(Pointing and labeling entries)
· · ·

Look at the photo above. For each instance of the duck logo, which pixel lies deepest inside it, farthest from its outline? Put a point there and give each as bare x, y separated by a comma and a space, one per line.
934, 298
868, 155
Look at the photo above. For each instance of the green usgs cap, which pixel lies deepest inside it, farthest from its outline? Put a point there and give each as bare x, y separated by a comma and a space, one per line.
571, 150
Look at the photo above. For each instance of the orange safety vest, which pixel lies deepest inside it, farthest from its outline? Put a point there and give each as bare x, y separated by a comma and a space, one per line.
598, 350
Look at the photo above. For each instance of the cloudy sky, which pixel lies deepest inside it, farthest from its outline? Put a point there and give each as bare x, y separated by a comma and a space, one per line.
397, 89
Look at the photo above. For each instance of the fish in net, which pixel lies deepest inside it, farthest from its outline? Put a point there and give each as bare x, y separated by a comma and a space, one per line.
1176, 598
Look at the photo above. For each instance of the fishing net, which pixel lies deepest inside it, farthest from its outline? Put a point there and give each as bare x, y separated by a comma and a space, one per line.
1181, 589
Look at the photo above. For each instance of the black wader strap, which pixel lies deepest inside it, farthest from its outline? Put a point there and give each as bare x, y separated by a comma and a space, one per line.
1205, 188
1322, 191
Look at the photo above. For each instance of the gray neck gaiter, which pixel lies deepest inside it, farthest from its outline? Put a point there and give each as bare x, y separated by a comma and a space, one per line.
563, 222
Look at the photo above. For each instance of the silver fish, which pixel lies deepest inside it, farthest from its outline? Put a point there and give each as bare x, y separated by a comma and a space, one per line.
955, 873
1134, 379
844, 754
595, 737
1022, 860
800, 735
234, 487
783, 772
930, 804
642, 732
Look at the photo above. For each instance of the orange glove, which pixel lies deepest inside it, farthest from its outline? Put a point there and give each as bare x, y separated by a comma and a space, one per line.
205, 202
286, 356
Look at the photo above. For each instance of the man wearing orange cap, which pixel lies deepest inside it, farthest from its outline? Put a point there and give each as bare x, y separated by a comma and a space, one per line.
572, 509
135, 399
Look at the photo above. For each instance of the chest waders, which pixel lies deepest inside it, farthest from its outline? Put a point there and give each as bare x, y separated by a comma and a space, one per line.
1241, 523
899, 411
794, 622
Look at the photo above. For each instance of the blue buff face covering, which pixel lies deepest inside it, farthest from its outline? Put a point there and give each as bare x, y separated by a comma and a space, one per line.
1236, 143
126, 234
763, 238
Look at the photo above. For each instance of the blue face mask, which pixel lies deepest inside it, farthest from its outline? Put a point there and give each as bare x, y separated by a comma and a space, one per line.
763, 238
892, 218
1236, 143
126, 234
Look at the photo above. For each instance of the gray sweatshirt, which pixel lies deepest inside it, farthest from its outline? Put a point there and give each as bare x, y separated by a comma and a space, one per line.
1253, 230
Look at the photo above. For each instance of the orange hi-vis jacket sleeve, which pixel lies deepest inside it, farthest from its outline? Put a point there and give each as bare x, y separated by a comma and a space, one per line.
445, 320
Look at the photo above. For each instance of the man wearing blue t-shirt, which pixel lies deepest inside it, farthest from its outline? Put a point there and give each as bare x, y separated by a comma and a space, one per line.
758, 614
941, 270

· · ·

## TASK INSTRUCTIONS
Return all of the entries exactly as they were supplied.

## WRITTEN SOLUTION
Look at the photo above. For each instance of the duck logo, which pixel lies deepest inside it, farthest from its outline? Put a point there and give each as bare x, y separated by a comma and a space, one per line.
934, 298
868, 155
Look at the photo above. For each instance of the green usgs cap, which pixel lies deepest inside it, farthest from its outline? Put a point there and give each as bare x, y separated by a comma and a space, one per line.
571, 150
Look at the photo above. For each instance of the orange safety vest, which pixel lies deepest inside it, farthest from its outline? Put a point there and give each as bare x, y separated by a comma and a space, one per line.
598, 350
Look at the photo above. For each instance of the cloudy sky, which pixel lies deepest inside it, farthest from its outline? Put a point there and give each as bare x, y separated by a comma and a space, one per line.
397, 89
Look at the photo above. For each instance of the fish in net, which pixel lies deepest inside it, farthest from its outline? Put a point there and give each as bare x, y separated by a comma and a space, one per line.
1176, 598
Look at the photo above. For each instance of the fishing net, which pixel lies deepest inside it, farthest from its outline? Put a point there and give each as bare x, y separated by a comma and a space, one per line.
1181, 589
Look at the photo above. For each instance of the black wader strap, which pixel lies deepest inside it, farthest from its outline? Put a point there and give each as bare x, y separated by a comma and a space, one per line.
1205, 188
1322, 191
Look at the photo above. For each instance of the gray neck gaiter, which pixel lies deepest inside it, farthest from its outline? Put a point there and give each as bare x, y separated by a comma and a space, one per line.
563, 222
Look at the photo above. For each instance of the silver fish, which pixel lies deepest inside it, farthest from its outline? Put a point there and give each as bare x, y separated by a comma and a space, one per line.
955, 873
1134, 379
844, 754
595, 737
1022, 860
800, 735
234, 487
783, 772
930, 804
642, 732
Look at the photo above. For each instance of the orange glove, which pixel lies deepest inside it, farthest from its outline? Put a point there and give each as bare x, y separated by a comma and a space, one per line.
205, 202
286, 356
Look at the photo above. For each instance of the man wearing orange cap, which pixel lies deepest inside it, farthest from its outline? Put a point there and give each as bare x, y separated by a comma and a space, one per line.
572, 509
135, 399
Look at the photo above. For each instance of the chest waders, which pixel lies deepest inside it, farthest from its outline? Put a point there and give each as bare x, y separated by a comma and a space, one per line.
1241, 523
899, 411
794, 622
Look at the photo above. For each instance of the blue buff face covering, which pixel lies deepest inside it, farthest from its outline? Put a point there and give each as bare x, y separated by a comma and a space, one per line.
1236, 143
126, 234
763, 238
Look at the photo above. For each instance of the blue face mask, which pixel lies deepest inside it, farthest from its outline? Put a point there and give each as bare x, y separated by a comma and a space, one per line.
763, 238
892, 218
1236, 143
126, 234
Look at the photo above. For each instance of the gray sweatshirt, which pixel lies deepest inside it, farthest from its outline? Put a point there and give each as bare x, y separated by a comma and a space, one per line.
1253, 230
Look at the photo above. For each instance of the orange hi-vis jacket sleeve, which pixel lies deepest inside it, farthest from its outline? Put a point there and give each as bare x, y separated by a comma and a space, one per line.
445, 320
Look at the photo above. For each instance of the man wearing blue t-shirt, which pixel lies deepest inside it, farthest from its outline? Put a point there and give each as bare x, y separated by a comma and a space, one per line.
758, 614
941, 270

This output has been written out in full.